• **Stated task**
Repeat exactly the lines from the line containing "Target: green dome" to the last line of the listing, including both.

________

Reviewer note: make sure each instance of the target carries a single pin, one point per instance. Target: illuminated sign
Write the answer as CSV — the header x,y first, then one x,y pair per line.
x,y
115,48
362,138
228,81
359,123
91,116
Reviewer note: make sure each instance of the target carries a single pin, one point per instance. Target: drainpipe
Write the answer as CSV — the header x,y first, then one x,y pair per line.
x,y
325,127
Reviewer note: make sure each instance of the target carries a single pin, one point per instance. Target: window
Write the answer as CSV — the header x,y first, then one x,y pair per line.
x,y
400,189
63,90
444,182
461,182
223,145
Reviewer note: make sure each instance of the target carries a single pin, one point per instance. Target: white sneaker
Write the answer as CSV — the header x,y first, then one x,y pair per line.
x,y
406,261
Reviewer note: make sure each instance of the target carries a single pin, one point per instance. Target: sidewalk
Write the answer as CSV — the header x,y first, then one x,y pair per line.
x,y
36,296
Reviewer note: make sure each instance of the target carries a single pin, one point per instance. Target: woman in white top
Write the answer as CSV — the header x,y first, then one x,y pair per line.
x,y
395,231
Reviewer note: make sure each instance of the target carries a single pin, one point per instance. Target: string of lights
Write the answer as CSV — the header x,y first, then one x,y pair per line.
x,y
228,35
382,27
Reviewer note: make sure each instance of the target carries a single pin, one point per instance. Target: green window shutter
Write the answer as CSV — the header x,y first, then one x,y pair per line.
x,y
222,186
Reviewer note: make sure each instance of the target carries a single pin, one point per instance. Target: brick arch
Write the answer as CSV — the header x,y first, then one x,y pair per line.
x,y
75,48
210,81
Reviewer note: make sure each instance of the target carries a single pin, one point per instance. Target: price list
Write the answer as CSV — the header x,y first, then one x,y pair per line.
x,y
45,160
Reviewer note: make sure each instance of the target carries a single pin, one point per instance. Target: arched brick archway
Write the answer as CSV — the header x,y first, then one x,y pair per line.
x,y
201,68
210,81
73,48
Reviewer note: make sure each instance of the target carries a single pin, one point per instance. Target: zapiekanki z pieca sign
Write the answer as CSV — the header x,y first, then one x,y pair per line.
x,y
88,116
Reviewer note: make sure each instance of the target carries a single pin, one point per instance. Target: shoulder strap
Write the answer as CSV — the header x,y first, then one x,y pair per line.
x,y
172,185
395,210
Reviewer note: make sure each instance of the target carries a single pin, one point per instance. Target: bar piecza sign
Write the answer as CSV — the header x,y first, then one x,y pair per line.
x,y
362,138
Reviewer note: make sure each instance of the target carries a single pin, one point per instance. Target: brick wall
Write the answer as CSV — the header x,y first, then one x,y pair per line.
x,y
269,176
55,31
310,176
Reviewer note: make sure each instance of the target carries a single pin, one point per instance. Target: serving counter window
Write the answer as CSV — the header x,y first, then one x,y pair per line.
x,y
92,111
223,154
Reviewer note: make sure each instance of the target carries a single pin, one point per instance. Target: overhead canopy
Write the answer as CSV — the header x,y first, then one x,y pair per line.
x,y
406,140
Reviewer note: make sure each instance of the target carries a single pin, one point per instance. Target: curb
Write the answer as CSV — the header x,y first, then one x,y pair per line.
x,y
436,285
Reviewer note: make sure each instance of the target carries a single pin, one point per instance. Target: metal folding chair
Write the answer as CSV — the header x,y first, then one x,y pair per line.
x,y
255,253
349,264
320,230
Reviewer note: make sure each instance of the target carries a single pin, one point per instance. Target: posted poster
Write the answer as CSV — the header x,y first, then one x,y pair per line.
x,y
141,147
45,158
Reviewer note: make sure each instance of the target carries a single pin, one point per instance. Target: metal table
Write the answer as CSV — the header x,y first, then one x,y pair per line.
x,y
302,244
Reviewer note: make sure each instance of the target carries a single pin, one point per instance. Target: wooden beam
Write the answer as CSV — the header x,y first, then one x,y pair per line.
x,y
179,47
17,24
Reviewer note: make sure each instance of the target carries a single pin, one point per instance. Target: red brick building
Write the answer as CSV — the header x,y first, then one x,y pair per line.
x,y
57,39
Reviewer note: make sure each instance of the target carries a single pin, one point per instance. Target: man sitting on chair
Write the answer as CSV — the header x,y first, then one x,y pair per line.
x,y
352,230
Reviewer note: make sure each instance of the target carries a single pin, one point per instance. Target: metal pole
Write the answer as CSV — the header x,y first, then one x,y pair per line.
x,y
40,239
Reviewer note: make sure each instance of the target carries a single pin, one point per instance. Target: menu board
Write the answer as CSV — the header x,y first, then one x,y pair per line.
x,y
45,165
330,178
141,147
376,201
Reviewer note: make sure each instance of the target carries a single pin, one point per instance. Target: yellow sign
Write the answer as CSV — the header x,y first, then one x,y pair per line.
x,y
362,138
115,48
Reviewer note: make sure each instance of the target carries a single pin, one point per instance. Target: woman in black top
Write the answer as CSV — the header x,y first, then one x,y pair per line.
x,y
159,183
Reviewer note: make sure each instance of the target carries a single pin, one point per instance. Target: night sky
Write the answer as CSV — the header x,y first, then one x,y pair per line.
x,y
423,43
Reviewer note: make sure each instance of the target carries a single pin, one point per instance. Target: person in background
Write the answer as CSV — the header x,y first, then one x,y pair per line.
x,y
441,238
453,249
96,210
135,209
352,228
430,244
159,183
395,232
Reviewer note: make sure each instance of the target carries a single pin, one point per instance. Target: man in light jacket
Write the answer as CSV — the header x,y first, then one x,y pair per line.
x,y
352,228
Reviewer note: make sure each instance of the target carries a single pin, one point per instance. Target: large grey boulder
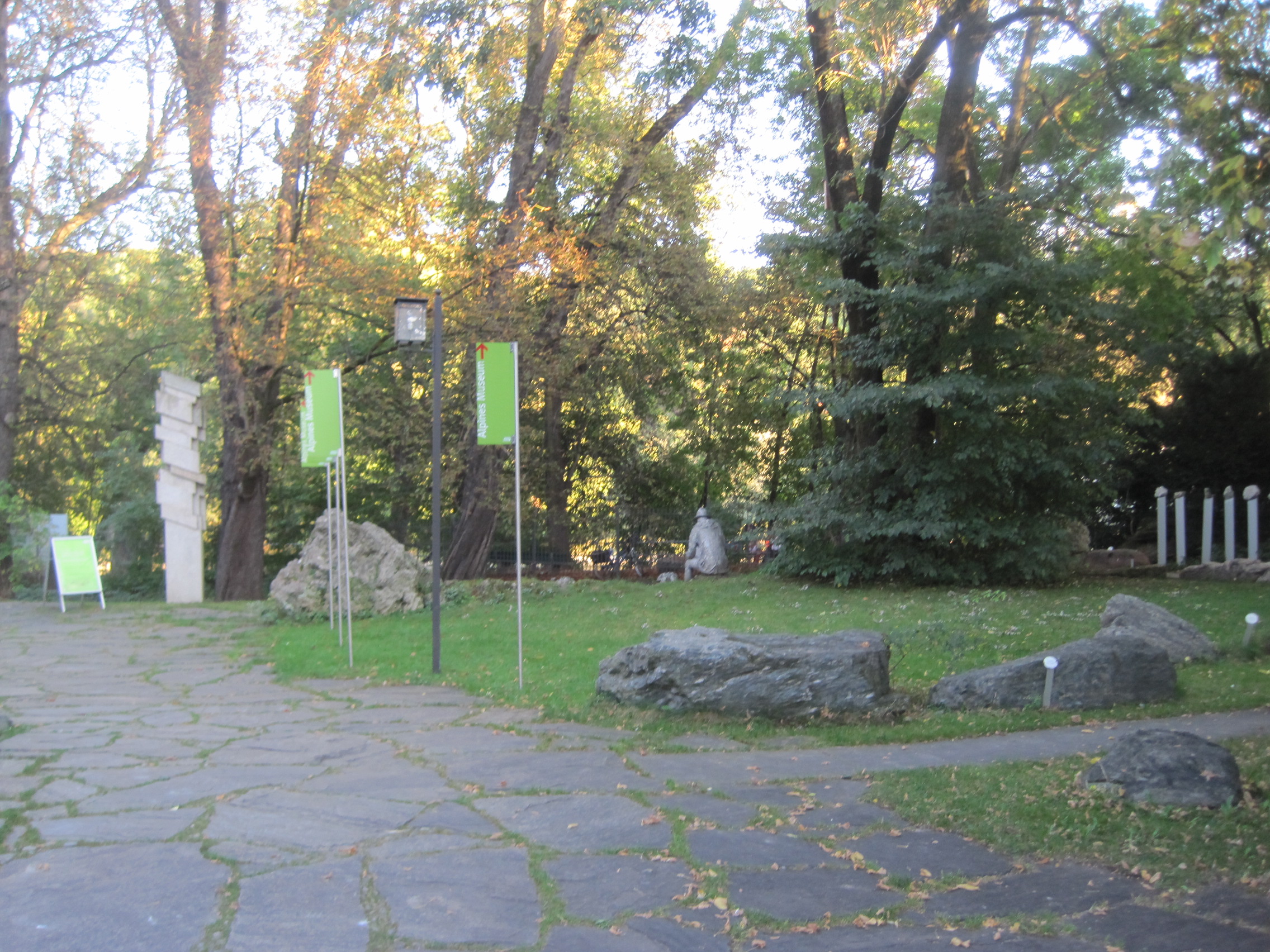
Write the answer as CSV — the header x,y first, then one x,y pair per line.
x,y
384,578
1169,768
773,675
1129,616
1091,673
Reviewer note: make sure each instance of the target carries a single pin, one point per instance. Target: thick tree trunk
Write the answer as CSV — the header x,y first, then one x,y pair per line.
x,y
478,515
248,419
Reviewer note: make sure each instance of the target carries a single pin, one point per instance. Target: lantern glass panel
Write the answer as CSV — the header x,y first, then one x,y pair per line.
x,y
412,321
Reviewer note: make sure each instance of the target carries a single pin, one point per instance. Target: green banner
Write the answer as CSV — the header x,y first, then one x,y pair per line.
x,y
75,561
319,418
496,394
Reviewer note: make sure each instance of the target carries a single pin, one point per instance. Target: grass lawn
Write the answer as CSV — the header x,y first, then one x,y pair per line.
x,y
1038,810
932,632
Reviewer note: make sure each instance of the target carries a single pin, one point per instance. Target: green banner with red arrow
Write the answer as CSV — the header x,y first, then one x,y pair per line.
x,y
496,394
319,418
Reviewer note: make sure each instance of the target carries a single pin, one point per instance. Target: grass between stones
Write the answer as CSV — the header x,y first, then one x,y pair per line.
x,y
932,632
1040,811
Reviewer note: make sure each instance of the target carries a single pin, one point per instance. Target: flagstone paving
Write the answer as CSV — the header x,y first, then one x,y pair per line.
x,y
164,797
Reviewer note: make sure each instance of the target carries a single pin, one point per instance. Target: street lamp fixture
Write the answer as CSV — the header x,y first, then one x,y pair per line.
x,y
412,320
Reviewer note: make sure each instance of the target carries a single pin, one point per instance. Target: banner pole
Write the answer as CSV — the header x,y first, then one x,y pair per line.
x,y
330,565
437,367
337,482
520,603
348,568
343,494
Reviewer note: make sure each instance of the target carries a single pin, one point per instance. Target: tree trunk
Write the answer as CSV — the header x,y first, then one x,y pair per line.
x,y
557,477
20,271
478,515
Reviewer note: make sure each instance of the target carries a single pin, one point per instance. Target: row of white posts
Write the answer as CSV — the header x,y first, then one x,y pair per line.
x,y
1252,496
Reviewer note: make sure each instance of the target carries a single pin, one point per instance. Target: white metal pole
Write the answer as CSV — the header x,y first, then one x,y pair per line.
x,y
343,520
1252,494
520,604
1180,526
330,565
333,517
1229,526
1206,550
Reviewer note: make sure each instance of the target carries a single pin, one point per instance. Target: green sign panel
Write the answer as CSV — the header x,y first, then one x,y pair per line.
x,y
75,561
496,394
319,418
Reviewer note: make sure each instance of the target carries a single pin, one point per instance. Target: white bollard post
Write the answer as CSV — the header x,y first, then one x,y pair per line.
x,y
1252,493
1180,526
1051,664
1250,622
1206,546
1229,499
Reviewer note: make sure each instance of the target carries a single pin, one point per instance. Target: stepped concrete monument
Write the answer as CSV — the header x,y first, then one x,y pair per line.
x,y
181,487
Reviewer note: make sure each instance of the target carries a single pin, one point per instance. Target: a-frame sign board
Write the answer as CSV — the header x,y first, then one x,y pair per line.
x,y
75,568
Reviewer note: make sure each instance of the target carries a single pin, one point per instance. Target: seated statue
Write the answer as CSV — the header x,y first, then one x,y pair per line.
x,y
708,550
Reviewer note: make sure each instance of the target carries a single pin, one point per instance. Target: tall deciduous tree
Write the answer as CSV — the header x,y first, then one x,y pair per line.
x,y
255,259
58,178
533,194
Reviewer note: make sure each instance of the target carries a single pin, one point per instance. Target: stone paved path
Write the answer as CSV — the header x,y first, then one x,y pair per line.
x,y
167,800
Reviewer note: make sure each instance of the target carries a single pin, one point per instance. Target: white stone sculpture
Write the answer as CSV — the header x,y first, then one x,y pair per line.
x,y
708,549
181,488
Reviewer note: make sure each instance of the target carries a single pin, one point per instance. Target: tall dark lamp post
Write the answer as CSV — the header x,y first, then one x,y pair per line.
x,y
412,330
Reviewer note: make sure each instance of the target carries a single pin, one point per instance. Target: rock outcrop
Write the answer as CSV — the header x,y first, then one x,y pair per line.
x,y
773,675
1168,768
1091,673
1128,616
384,578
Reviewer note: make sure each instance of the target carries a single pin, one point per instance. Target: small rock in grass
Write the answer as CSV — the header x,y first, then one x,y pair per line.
x,y
1129,616
1169,768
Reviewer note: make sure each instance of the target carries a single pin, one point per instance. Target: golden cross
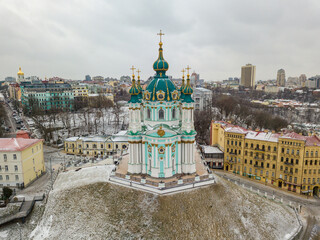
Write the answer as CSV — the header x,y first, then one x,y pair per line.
x,y
160,34
188,68
183,72
132,68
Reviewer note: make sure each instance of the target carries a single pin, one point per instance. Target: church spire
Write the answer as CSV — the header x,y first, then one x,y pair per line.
x,y
139,85
134,91
187,90
160,65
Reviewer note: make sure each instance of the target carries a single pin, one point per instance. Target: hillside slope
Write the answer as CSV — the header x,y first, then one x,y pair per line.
x,y
101,210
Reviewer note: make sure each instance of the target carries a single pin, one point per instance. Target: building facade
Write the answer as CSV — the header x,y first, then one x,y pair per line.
x,y
281,78
21,161
47,96
202,98
96,145
161,130
248,75
289,161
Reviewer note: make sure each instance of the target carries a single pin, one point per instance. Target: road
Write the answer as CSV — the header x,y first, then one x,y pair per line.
x,y
310,208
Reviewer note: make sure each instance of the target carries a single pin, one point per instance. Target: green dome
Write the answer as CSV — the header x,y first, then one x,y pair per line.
x,y
134,92
161,89
161,65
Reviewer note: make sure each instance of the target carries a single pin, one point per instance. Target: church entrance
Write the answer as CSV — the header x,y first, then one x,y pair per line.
x,y
316,191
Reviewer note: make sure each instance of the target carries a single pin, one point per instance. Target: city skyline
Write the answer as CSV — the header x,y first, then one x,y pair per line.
x,y
215,39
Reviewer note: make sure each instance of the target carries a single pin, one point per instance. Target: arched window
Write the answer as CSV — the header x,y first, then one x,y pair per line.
x,y
174,113
161,114
148,113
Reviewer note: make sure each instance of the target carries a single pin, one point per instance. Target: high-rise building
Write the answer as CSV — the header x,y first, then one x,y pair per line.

________

• **Complete answer**
Reviewer note: make sure each instance of the target carries a single pin, one point per instance. Target: green dome
Write the answer as CSV — the header x,y first, then one x,y pair per line.
x,y
134,92
161,89
161,65
Reviewer note: make sure each instance of the target carries a single pin, one point per instance. Target: church entrance
Write the answer as CSV — the header x,y first, then one x,y pair per line.
x,y
316,191
Reviewer note: make sure each instance of the target carries a single pin, one point per instance. Target: city skyline
Write the answer as CSV — the header x,y first, then one x,y pair per line.
x,y
215,39
Reviewer note: make sure each instance of the target carries a single pin, one point per instance. Target: arched window
Write the answer as CSV — the header x,y first, then one x,y pair per line.
x,y
174,113
161,114
148,113
Reviewer note: make sure each instance of the target carries a single pin, one point per instance. Target: high-rise building
Write the answer as CSV — the header x,y first, then one x,y pair per line.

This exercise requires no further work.